DESCRIPTION OF THE TASK: Nothing may be dropped. Retype the whole listing exactly.

SUPPLIED DATA:
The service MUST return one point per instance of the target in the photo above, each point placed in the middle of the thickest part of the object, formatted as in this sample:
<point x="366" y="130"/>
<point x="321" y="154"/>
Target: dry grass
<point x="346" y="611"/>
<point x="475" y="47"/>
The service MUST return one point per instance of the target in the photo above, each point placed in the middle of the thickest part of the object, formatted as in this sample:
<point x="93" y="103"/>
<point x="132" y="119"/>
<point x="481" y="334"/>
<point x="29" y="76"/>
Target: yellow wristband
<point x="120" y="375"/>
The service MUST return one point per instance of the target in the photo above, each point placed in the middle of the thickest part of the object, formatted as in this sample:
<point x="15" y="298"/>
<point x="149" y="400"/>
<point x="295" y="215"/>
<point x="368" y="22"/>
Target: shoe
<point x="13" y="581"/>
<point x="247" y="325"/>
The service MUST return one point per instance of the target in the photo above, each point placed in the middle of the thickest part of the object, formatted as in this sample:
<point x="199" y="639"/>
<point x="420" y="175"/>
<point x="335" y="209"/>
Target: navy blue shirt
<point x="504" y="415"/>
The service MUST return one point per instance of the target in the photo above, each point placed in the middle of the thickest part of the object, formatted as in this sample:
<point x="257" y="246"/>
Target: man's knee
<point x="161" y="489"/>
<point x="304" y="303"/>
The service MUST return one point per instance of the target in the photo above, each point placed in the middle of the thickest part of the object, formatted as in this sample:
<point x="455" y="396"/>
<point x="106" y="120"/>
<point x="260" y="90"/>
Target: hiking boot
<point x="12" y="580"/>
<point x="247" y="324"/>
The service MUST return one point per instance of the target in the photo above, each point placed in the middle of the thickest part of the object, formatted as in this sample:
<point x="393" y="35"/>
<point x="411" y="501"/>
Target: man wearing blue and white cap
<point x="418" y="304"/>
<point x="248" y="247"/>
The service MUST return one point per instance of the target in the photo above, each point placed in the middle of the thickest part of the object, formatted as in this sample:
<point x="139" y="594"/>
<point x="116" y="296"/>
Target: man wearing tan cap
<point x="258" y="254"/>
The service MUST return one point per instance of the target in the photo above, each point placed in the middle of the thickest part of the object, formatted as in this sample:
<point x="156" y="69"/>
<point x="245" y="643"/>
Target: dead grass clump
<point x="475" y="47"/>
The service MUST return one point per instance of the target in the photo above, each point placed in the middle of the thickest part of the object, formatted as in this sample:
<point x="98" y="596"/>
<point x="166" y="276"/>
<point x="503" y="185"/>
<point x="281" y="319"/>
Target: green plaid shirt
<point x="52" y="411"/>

SOLUTION FOR THIS PROBLEM:
The service MUST return one point per instance of the target in the photo above, each point placed in the middle of the thickest part of the object, formatted as in this sample:
<point x="366" y="130"/>
<point x="321" y="154"/>
Target: dry grass
<point x="346" y="611"/>
<point x="475" y="47"/>
The service MUST return one point per instance of the target in the photo above, each point placed in the middle of the thickest part of the object, formatted as in this sample:
<point x="93" y="103"/>
<point x="132" y="119"/>
<point x="481" y="334"/>
<point x="29" y="76"/>
Target: yellow wristband
<point x="120" y="375"/>
The service MUST return one point per instance of the target in the photo above, each point placed in the middle of the thickest part of the object, formatted as in this sample:
<point x="15" y="298"/>
<point x="149" y="400"/>
<point x="295" y="215"/>
<point x="368" y="22"/>
Target: shoe
<point x="13" y="581"/>
<point x="247" y="325"/>
The service MUST return one point per instance of the target in the photo above, each point placed in the middle of the thickest part of the object, formatted as in this sample:
<point x="199" y="639"/>
<point x="420" y="175"/>
<point x="335" y="209"/>
Target: navy blue shirt
<point x="504" y="415"/>
The service MUST return one point per instance of the target in the photo above, each point placed in the middle of the thickest part of the object, formatted as in this sample:
<point x="257" y="246"/>
Target: man's knee
<point x="161" y="489"/>
<point x="304" y="303"/>
The service MUST return one point per instance of the target in the photo above, each point placed in the middle of the thickest part of the object, formatted as in this sample:
<point x="455" y="396"/>
<point x="106" y="120"/>
<point x="260" y="90"/>
Target: hiking boot
<point x="12" y="580"/>
<point x="247" y="324"/>
The service MUST return one point per instance of the target in the photo above, each point placed in the middle of the thickest part of the object, formatted as in this sample:
<point x="393" y="35"/>
<point x="411" y="501"/>
Target: man wearing blue and white cap
<point x="418" y="304"/>
<point x="248" y="247"/>
The service MUST return one point per instance of the target in the photo above, each point placed in the middle of the thickest part of the object, formatted as in this sample:
<point x="139" y="594"/>
<point x="116" y="296"/>
Target: man wearing tan cap
<point x="258" y="254"/>
The service MUST return one point per instance of the target in the photo above, each point placed in the middle of the thickest part of the object, formatted as in this sample:
<point x="156" y="69"/>
<point x="245" y="643"/>
Target: dead grass clump
<point x="475" y="47"/>
The service MUST return one point per instance of the target in the photo above, each point placed in the middle of the thickest part of the object, formatted as in this sample:
<point x="98" y="596"/>
<point x="166" y="276"/>
<point x="503" y="185"/>
<point x="281" y="319"/>
Target: green plaid shirt
<point x="52" y="411"/>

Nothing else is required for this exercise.